Please pick out each line below that contains the word "road", and copy those lines. Case matters.

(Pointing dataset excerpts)

%%

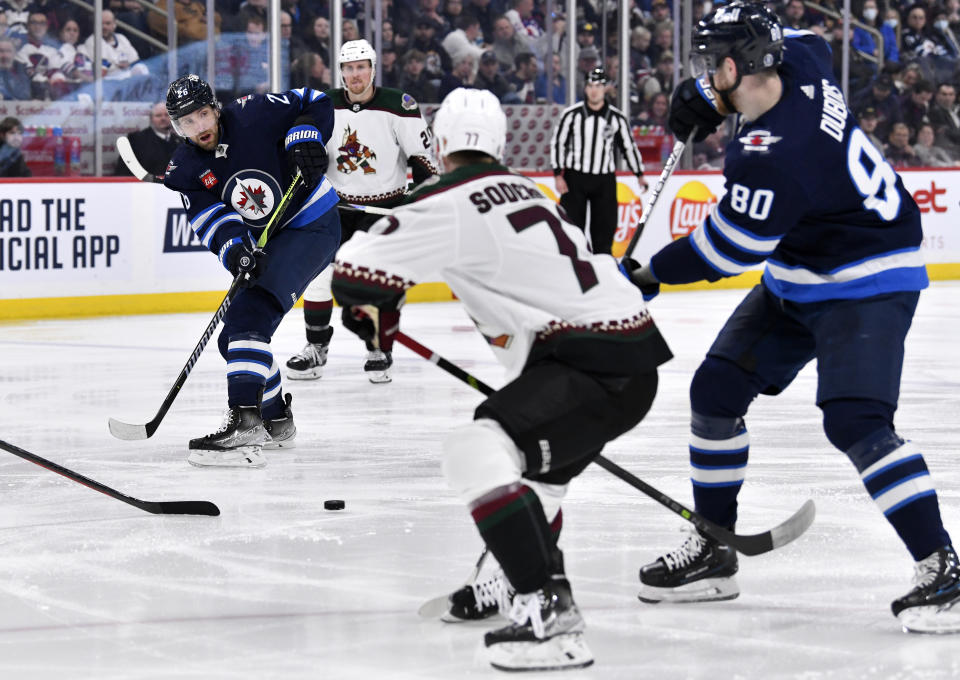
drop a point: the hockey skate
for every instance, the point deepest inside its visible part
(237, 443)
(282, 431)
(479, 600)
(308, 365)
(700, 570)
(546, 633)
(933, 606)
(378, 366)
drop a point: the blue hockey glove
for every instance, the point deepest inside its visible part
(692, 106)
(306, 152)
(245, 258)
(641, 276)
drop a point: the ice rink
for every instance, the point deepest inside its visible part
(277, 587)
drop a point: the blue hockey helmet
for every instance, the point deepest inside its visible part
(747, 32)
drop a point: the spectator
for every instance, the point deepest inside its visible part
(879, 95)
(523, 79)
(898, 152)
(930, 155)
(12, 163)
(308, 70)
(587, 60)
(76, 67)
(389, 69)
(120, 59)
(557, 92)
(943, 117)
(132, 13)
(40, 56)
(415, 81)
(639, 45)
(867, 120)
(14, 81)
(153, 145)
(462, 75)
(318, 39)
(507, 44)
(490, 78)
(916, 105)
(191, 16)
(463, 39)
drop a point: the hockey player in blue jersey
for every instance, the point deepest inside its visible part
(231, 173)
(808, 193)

%%
%%

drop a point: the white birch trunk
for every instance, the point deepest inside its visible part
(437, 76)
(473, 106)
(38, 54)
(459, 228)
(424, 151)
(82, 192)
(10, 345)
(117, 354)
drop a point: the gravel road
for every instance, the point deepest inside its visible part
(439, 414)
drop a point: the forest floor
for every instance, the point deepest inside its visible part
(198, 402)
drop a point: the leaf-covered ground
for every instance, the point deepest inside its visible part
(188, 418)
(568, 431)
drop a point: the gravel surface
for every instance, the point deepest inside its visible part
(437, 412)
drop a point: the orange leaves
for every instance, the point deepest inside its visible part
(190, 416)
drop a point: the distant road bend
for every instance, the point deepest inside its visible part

%%

### TASK RESULT:
drop a point: the gravel road
drop a point: the distant road bend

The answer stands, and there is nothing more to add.